GIVEN REQUEST 1:
Repeat word for word the part of the records that opens with the line containing "In this exercise you will tag the rolled" and runs through the end of the records.

PASSAGE TO READ:

In the preface to the third volume of the Principles, Lyell informed the reader 
that after the publication of the first volume, in January 1830, he applied 
himself ‘to perfect what I had written on the Changes in the organic world - a 
subject which merely occupied four or five chapters in my original sketch, but 
which was now expanded into a small treatise’(3). Between the initial plan - to 
write four or five chapters on the changes in the organic world - and the final 
result of his work on this subject - the first eleven chapters of the second 
volume - Lyell made two long geological expeditions to the continent. The first 
journey lasted from May 1828 to the beginning of March 1829 ; the second 
occupied the summer of 1830 (4).

GIVEN REQUEST 2:
Quote the part of the passage on Lyell's Principles that opens with the words "In the preface" and closes with "of 1830 (4).".

EXERCISE DATA:
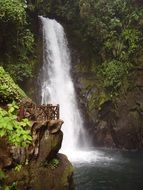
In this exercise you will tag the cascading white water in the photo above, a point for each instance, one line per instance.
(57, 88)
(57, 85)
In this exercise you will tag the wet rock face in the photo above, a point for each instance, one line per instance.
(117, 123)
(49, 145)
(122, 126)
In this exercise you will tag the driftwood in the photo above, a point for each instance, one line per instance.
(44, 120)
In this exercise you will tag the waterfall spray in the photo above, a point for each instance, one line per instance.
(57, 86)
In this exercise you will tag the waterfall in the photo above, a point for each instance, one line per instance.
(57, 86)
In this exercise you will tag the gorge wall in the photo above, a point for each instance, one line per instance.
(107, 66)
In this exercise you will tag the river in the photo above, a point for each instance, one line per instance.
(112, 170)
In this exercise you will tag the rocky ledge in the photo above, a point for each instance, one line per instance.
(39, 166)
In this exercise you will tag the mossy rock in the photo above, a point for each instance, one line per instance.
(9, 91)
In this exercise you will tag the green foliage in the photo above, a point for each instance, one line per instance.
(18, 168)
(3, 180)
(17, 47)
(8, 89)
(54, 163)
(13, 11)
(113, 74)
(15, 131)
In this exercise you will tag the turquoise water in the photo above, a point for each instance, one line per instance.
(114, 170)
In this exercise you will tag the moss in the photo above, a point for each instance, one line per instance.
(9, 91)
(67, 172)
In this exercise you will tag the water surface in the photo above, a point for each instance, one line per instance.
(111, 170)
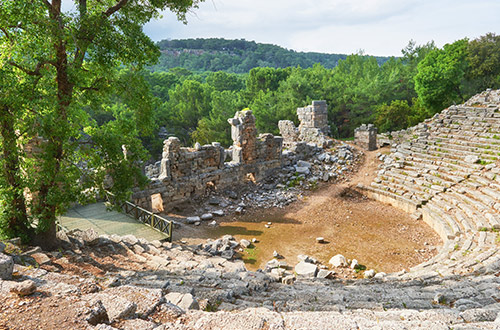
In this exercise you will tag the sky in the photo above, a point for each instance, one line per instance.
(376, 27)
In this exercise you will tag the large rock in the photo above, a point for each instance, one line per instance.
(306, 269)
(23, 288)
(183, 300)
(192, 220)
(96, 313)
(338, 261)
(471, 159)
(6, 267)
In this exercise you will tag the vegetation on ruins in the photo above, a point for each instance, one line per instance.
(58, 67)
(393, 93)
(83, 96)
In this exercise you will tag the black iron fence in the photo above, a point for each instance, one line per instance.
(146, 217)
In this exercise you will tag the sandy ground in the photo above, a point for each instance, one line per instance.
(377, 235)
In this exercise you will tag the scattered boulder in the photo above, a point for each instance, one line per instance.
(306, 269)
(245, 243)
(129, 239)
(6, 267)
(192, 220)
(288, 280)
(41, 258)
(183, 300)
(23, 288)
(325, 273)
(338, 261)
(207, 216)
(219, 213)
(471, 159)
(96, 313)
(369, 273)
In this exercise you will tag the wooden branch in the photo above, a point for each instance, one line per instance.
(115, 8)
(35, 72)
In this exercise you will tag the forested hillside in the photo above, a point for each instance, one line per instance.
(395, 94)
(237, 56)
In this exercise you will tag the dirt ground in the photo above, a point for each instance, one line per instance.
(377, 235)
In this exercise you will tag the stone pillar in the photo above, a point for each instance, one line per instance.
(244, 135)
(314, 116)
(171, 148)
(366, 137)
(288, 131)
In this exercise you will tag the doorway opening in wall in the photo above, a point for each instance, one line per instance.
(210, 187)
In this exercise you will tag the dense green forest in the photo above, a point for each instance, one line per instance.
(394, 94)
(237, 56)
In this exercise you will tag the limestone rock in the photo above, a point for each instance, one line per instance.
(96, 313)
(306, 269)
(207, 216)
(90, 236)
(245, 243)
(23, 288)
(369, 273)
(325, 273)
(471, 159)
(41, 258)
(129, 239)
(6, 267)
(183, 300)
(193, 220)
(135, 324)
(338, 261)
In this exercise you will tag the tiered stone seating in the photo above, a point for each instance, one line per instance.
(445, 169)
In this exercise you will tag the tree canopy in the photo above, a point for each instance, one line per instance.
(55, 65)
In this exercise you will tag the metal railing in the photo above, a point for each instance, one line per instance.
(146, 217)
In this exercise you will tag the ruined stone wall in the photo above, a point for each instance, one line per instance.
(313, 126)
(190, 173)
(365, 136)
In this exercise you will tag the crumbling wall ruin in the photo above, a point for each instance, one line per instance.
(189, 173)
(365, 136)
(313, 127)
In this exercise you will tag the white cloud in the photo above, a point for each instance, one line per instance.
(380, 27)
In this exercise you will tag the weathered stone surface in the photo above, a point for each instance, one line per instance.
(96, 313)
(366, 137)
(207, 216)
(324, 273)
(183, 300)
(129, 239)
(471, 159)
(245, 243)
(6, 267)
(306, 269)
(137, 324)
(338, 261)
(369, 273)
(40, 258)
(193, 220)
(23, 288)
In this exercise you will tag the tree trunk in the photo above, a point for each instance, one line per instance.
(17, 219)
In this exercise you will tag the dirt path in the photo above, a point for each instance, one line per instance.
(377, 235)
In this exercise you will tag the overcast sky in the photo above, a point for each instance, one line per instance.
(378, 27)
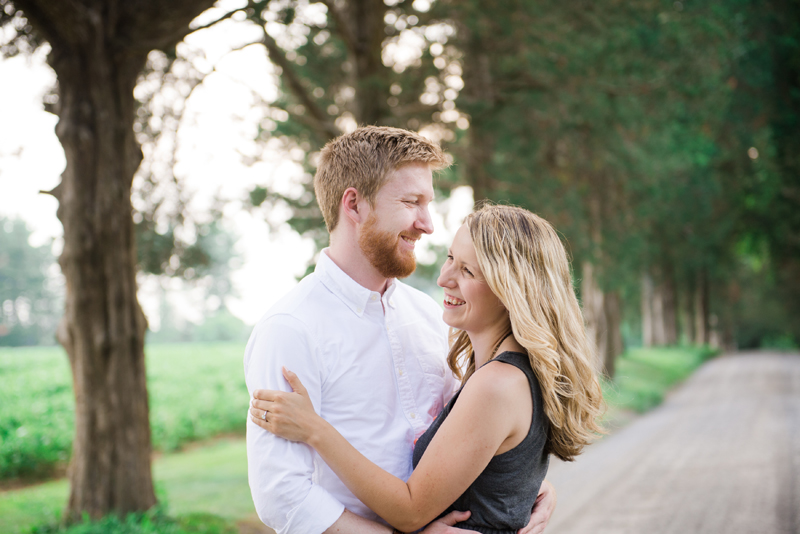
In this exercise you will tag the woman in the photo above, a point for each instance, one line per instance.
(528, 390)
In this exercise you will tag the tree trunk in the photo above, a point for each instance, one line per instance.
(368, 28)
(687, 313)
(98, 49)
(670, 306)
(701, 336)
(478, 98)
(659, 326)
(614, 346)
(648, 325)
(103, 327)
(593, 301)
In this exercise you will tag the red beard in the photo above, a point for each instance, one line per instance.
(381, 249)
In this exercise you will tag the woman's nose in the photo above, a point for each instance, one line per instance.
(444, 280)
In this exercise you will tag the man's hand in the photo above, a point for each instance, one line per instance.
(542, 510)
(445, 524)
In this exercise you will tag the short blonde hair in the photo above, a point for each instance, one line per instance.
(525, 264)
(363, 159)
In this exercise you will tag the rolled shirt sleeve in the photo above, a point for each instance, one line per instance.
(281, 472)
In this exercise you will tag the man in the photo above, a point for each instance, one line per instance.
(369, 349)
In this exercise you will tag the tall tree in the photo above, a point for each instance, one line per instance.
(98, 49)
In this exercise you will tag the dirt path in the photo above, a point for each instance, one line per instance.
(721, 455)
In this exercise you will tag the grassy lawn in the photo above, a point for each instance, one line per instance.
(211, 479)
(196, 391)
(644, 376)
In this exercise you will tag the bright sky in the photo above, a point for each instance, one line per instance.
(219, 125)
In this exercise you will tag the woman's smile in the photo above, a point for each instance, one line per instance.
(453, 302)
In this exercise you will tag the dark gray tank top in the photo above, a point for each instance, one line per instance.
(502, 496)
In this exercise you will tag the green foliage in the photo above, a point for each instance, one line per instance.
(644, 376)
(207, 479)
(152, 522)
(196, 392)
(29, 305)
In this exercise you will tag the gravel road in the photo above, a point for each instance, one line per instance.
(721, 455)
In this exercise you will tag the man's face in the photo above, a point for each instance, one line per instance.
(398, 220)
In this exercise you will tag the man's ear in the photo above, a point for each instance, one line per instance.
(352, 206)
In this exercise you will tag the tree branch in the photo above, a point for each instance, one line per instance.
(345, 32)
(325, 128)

EXERCISE SOLUTION 1:
In this exercise you will tag the rolled shirt sleeve in the photo above, a point for each instance, one line per instance.
(281, 472)
In this exercise you will tag the man in the photo above, a point for each instance, one line per instance.
(369, 349)
In this exercise you will tag the tall tree in the photo above, a point for each instance, one line per instance.
(98, 49)
In this exercise you will tag the dirt path in the photo above, a point for each instance, one line per instance.
(721, 455)
In this exercise you will tag the grassy lawn in the photo above, a point for each instance, one line per instance.
(211, 479)
(196, 391)
(644, 376)
In this exercise you will tag the bright sky in the photo above, a point for each instance, one line per instance.
(219, 125)
In this exercise you will tag the woman's smile in the photo above, a point for each instance, one line per instance.
(453, 302)
In this exercise you will tag the dark gray tank top in the photo above, a point for each instance, one line per instance.
(502, 496)
In this exercise you will tag the green foliage in the photo above, a point for each instance, one line per instance.
(644, 376)
(207, 479)
(152, 522)
(196, 392)
(29, 305)
In this exercise you will tag the gravel road in the photo above, a point for each instance, one line per instance.
(721, 455)
In this exercise you will tag the man's face in the photo above, a point for each instance, one line per instance.
(398, 220)
In this exercise you will tag the man's ear in the photo above, a point for each instance, one line per instance.
(352, 206)
In this exercise you will tag the tree branch in the photo above, a point for each instance, one line per instance.
(345, 32)
(325, 128)

EXERCISE SOLUTION 2:
In the preface to the third volume of the Principles, Lyell informed the reader 
that after the publication of the first volume, in January 1830, he applied 
himself ‘to perfect what I had written on the Changes in the organic world - a 
subject which merely occupied four or five chapters in my original sketch, but 
which was now expanded into a small treatise’(3). Between the initial plan - to 
write four or five chapters on the changes in the organic world - and the final 
result of his work on this subject - the first eleven chapters of the second 
volume - Lyell made two long geological expeditions to the continent. The first 
journey lasted from May 1828 to the beginning of March 1829 ; the second 
occupied the summer of 1830 (4).